■ TASK ■
An exact copy of all the data is needed, with every picture left out.

─── DATA IN THIS EXERCISE

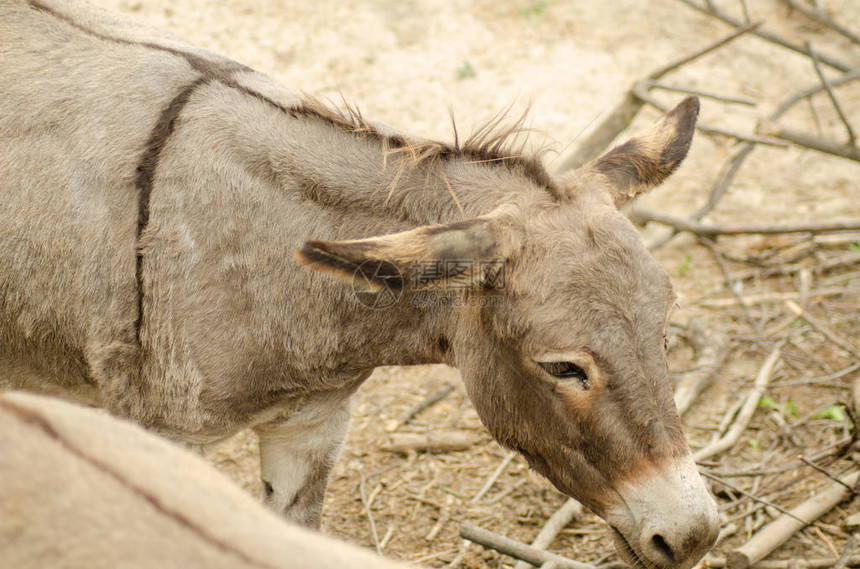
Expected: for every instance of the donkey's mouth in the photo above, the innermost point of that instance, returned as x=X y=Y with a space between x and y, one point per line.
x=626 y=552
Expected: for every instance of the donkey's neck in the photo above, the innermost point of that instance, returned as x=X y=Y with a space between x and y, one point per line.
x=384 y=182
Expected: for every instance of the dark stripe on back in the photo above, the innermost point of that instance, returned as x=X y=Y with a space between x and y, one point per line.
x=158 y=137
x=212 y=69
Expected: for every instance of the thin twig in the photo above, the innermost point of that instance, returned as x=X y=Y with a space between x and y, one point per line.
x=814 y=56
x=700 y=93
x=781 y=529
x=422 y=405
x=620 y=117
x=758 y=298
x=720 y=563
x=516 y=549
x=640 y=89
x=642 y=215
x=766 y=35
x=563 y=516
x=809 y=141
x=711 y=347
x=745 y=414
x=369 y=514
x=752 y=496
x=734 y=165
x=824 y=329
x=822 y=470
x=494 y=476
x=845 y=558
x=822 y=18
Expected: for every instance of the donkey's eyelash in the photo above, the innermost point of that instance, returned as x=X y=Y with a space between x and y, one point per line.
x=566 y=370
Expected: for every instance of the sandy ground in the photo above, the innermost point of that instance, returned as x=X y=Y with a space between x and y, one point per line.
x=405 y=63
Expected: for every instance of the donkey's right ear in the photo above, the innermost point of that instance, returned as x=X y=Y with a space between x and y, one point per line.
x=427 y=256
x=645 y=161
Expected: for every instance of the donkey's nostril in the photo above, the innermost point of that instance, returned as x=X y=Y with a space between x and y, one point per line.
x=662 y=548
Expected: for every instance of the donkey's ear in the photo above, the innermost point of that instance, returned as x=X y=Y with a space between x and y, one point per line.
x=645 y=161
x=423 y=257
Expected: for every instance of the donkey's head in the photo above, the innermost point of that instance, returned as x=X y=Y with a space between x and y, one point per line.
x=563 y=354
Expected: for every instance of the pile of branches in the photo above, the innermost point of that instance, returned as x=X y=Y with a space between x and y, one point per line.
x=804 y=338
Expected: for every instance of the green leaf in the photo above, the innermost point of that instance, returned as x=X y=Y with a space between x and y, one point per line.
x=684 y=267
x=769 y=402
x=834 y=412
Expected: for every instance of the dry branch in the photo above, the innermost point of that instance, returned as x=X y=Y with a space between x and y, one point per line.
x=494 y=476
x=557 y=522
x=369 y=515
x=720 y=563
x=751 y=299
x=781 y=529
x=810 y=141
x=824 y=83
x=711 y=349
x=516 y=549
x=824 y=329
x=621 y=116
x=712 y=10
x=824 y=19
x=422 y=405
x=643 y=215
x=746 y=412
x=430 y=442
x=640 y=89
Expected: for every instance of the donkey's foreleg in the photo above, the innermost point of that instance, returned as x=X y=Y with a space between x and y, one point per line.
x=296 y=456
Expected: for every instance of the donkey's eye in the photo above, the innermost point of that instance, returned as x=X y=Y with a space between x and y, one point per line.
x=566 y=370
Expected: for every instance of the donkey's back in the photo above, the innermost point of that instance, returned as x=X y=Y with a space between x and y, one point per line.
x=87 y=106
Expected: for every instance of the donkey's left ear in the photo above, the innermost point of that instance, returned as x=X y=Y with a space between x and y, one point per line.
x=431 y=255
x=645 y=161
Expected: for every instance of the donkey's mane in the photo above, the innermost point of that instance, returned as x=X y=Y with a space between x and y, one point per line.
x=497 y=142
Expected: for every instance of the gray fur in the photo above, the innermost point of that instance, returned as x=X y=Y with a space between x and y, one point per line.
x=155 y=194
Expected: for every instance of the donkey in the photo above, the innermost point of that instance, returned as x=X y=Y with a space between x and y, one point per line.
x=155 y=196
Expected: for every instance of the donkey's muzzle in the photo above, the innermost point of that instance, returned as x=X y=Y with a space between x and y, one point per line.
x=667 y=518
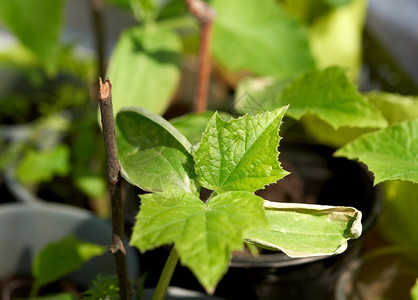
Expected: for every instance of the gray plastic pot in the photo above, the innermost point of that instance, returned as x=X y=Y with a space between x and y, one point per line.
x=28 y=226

──────

■ TASK SOLUTION ■
Expected: for every instance of the donkey's mouth in the photo above, the innermost point of that instance, returned as x=X y=Y with a space between x and y, one point per line.
x=626 y=552
Expected: for every instance of the donkey's neck in the photo above, the innermost point of that instance, returned as x=X y=Y with a space between x and y, one point per line.
x=384 y=182
Expected: for every instance of the dark stripe on back in the photo above, the innermost point of that instance, returned as x=X y=Y with a space between x and y, one point per line.
x=158 y=137
x=212 y=69
Expected: for every instance of the thin twig in the photo above, the innermost point of that instance, returned as x=X y=Y with a space between x and y, one point per line.
x=814 y=56
x=700 y=93
x=781 y=529
x=422 y=405
x=620 y=117
x=758 y=298
x=720 y=563
x=516 y=549
x=640 y=89
x=642 y=215
x=766 y=35
x=563 y=516
x=809 y=141
x=711 y=347
x=745 y=414
x=369 y=514
x=752 y=496
x=734 y=165
x=824 y=329
x=822 y=470
x=494 y=476
x=845 y=558
x=822 y=18
Expected: for every instance of the donkey's eyelash in the photo above, the innermost point of that instance, returned as x=X y=Y with a space between x and y, one point per line.
x=566 y=370
Expected: for every instance of the sandy ground in the photo above, the innermost point of that instance, returned as x=X y=Y with a space between x and y, one point per line.
x=405 y=63
Expected: for every instance of the donkey's right ear in the photo above, the innermost point of that instance, returned as x=X y=Y with a space between x and y, one point per line.
x=427 y=256
x=645 y=161
Expected: for every instance of the donkey's nostril in the photo above, the innermost point of that instance, returned as x=X y=Y with a space between x and y, one point per line.
x=662 y=548
Expected: for every instance of the donkey's ear in the photo above, the innermost point of that instance, returned as x=X y=Y with a space between x and y, one point per line.
x=645 y=161
x=423 y=257
Expected: for every instance of the donkey's head in the photo above, the innermost point of that instance, returned as x=X y=Y with a space between x and y, one point per line.
x=563 y=354
Expected: for every instance of the pile of branches in the photo above, the innermost point of that instance, returned as x=X y=Y with a space between x and y, one point per line.
x=804 y=338
Expected: for every instance of the green leaf in the photo above, the innermost point of that instance, returned as x=X y=Y with a space between x and y, one point per line.
x=684 y=267
x=769 y=402
x=834 y=412
Expected: for every instance of the dry branch in the photo above, the innermost point of that instance, returned as x=X y=Y with a space between x and y, one point per line.
x=494 y=476
x=557 y=522
x=369 y=515
x=720 y=563
x=751 y=299
x=781 y=529
x=810 y=141
x=824 y=83
x=711 y=349
x=516 y=549
x=824 y=329
x=621 y=116
x=712 y=10
x=824 y=19
x=422 y=405
x=643 y=215
x=746 y=412
x=430 y=442
x=640 y=89
Expected: for every instance of the donkey's foreleg in the photo above, the innermost point of that instance, returned as x=X y=Y with a space between x and y, one point per line.
x=296 y=456
Expected: for every instance of the donkey's eye in the photo above, the innermost point of that instance, returned as x=X y=Y with a space between x and y, one point per line.
x=566 y=370
Expected: for every instance of the donkey's back in the photo above, the innermost point of that instance, returned as x=X y=Y with a space between x and y, one point per line.
x=87 y=106
Expected: for every instance of the donkey's left ear in the photo above, the innermost point of that instance, returned as x=X y=Y with a space between x and y, one point per line.
x=431 y=255
x=645 y=161
Expected: for every instance of the donkey's mane in the photo above, the innermost point of that instance, returned as x=X y=Y with a space between x and y, one point per line.
x=497 y=142
Expected: for every instance of the gray fur in the photo above, the innermost point of that instance, returned as x=X y=Y with a space between x and y, one point per line.
x=155 y=194
Expected: for every instance of the donkey in the photo above, the innermost point of that instance, returned as x=X y=Y with a space between x and y, one point per line.
x=155 y=196
Expected: for every instance of the donkey's muzzle in the photo above, the innermost point of that instance, returned as x=X y=Y with a space between x and y, one point per line.
x=667 y=518
Expected: for every instance of the gray plastic pot in the photo above, the innermost point of that instance, returned as x=X y=Y with a space between x and y, one point per line.
x=28 y=226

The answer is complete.